» The records
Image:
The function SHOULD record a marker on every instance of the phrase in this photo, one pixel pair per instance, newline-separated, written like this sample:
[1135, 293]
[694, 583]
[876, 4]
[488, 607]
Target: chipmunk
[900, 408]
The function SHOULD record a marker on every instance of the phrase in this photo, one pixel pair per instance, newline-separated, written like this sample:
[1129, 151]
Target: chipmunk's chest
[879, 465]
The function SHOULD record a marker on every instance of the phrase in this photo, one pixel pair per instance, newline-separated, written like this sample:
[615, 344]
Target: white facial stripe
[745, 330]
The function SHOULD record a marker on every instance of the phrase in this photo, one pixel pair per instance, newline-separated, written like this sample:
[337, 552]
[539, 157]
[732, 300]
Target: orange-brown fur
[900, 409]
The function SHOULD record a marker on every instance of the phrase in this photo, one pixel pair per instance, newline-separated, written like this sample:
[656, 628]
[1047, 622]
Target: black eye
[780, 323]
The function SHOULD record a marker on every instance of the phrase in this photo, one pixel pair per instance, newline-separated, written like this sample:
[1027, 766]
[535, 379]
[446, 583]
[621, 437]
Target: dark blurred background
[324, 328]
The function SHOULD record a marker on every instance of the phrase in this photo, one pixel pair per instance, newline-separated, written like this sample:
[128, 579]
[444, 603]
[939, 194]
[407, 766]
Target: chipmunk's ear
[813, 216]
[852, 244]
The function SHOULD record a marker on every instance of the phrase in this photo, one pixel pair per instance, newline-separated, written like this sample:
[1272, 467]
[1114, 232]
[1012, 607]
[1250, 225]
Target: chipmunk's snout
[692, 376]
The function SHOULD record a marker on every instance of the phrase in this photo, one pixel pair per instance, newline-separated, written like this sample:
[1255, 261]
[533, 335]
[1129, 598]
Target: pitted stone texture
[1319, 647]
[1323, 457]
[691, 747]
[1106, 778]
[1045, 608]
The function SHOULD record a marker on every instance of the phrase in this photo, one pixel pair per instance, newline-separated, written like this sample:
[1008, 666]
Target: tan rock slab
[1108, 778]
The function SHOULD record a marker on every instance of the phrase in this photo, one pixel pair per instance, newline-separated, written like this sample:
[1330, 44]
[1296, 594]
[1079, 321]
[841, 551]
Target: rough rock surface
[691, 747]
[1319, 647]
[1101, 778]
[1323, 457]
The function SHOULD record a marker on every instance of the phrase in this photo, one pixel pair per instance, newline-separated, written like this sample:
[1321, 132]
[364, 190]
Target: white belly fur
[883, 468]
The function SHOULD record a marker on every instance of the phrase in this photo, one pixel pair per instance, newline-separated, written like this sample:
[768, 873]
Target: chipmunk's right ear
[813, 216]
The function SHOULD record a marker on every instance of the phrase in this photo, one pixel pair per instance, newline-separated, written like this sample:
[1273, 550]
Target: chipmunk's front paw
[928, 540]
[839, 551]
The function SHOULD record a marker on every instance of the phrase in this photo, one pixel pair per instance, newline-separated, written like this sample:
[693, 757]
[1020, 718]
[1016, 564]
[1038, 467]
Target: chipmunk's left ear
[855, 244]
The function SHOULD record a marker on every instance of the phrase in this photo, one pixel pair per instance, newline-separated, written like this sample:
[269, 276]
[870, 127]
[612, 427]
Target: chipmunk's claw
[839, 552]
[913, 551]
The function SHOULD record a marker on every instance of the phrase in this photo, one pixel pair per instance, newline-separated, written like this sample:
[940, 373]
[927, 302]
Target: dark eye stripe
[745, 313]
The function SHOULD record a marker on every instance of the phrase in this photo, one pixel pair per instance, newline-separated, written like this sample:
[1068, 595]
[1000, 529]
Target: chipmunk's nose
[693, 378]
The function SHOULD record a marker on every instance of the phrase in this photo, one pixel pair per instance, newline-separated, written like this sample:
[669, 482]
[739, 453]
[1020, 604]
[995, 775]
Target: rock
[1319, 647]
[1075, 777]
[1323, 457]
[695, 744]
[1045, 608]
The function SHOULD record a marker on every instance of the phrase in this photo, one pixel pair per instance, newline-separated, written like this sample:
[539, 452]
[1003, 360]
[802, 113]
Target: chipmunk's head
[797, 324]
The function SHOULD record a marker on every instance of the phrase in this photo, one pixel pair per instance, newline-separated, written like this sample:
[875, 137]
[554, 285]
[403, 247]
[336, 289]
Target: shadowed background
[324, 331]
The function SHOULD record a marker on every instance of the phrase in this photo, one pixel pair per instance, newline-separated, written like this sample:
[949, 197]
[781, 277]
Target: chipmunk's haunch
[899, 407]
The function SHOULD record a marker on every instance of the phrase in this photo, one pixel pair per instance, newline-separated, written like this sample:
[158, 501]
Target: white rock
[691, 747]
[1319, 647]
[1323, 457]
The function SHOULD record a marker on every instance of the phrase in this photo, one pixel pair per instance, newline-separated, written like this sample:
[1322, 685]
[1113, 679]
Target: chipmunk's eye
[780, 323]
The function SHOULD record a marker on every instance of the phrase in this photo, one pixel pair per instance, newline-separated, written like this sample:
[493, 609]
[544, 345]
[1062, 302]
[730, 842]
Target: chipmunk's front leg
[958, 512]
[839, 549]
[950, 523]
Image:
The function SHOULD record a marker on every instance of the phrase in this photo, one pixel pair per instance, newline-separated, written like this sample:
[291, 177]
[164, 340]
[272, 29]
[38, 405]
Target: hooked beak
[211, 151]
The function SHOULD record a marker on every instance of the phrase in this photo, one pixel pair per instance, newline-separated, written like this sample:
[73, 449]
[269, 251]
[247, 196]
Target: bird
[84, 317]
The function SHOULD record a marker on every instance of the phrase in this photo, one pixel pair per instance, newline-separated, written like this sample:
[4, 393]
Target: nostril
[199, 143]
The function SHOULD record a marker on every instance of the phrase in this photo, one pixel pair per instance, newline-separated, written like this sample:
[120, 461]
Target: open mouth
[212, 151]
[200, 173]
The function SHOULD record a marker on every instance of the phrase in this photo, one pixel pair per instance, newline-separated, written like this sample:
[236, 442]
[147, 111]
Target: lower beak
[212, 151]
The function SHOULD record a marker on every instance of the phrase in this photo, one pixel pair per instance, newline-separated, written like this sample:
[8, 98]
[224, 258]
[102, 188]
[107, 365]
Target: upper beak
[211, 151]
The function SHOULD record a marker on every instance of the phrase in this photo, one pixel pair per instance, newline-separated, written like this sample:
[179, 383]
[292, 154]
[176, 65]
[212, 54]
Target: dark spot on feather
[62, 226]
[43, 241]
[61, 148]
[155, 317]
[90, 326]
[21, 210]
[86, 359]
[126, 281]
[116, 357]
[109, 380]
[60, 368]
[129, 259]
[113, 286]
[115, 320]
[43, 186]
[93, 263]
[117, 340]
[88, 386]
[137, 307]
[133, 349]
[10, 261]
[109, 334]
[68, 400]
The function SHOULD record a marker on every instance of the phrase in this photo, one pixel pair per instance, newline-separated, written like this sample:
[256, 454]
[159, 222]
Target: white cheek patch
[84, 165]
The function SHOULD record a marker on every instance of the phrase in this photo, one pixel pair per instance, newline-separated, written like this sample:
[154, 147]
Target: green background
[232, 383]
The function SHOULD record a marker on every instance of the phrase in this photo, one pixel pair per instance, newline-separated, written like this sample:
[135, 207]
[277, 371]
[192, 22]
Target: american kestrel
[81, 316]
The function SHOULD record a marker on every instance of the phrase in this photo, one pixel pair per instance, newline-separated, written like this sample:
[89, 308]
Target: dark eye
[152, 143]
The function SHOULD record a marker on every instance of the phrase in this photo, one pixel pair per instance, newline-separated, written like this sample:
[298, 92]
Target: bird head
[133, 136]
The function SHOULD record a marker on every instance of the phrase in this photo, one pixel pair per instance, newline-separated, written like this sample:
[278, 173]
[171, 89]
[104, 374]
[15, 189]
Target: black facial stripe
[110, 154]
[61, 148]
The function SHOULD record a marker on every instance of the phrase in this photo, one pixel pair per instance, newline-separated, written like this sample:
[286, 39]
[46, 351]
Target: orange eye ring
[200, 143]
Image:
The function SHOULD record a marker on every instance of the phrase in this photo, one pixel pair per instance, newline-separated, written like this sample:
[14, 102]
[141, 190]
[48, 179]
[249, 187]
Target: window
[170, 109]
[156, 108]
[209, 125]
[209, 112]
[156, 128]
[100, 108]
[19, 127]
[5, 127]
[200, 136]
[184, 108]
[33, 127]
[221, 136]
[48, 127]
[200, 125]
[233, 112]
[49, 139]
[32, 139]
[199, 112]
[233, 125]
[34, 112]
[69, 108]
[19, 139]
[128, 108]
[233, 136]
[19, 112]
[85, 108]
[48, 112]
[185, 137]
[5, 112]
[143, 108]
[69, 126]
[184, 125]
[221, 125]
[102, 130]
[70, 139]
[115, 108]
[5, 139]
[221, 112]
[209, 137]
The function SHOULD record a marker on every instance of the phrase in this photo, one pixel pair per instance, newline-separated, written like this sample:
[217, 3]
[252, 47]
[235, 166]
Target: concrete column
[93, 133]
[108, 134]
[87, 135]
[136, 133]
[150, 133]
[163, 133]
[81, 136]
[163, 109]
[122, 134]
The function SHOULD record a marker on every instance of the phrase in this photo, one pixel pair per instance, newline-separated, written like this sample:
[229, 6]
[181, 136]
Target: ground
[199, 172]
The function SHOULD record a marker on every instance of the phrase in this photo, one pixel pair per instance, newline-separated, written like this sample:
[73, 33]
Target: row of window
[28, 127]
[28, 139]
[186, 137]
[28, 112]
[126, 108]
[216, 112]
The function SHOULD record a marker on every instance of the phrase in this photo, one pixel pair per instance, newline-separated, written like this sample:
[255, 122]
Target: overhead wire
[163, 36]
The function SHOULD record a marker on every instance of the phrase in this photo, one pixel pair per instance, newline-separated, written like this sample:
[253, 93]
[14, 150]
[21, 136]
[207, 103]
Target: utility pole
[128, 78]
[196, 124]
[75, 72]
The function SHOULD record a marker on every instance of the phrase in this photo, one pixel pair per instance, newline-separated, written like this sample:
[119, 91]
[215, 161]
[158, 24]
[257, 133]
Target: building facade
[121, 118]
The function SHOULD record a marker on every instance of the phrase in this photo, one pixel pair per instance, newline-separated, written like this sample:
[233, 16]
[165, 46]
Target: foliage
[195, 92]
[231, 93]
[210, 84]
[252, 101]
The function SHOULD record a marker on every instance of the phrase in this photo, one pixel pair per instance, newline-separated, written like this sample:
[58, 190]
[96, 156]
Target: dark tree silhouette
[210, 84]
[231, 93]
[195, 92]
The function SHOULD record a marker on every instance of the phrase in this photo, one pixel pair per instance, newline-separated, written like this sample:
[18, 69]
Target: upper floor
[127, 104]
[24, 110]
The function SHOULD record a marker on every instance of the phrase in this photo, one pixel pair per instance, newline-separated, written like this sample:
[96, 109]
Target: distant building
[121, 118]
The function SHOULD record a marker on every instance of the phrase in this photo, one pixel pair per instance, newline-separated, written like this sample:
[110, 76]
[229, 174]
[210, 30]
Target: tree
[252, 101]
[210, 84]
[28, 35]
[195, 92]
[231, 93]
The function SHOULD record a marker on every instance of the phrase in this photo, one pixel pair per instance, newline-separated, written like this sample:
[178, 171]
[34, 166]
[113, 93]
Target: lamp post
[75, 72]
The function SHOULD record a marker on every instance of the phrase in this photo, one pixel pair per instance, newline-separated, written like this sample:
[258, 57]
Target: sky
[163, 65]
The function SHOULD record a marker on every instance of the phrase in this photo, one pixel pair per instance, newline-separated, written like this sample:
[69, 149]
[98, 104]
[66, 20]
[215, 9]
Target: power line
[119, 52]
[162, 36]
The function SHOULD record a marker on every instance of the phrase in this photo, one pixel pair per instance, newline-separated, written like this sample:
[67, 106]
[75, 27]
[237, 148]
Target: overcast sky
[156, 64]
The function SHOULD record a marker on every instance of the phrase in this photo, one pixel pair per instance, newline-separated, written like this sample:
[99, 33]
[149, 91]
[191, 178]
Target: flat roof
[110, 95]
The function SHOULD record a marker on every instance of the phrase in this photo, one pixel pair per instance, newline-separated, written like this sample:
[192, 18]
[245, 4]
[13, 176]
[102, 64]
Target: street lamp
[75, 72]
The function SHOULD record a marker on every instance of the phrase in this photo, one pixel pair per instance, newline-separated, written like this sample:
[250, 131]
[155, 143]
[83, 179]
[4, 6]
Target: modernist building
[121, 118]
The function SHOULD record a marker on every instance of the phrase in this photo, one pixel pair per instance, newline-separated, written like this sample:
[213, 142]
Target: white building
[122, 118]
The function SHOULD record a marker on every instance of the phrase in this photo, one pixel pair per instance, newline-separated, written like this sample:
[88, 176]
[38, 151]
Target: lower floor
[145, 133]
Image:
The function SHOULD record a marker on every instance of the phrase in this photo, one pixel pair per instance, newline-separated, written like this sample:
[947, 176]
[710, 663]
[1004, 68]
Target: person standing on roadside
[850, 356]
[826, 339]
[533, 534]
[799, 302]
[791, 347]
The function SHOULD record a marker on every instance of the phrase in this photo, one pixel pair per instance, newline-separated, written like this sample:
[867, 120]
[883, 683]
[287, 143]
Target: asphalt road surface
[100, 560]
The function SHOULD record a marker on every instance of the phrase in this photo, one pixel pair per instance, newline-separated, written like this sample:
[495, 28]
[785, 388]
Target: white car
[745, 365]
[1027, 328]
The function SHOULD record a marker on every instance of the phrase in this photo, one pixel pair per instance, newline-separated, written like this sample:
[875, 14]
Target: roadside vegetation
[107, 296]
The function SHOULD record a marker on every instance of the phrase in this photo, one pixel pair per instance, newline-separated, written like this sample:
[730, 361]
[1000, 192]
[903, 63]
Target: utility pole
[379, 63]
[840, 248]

» Objective
Please count the lines above that contain the string "lamp" and reply with only that number.

» Problem solution
2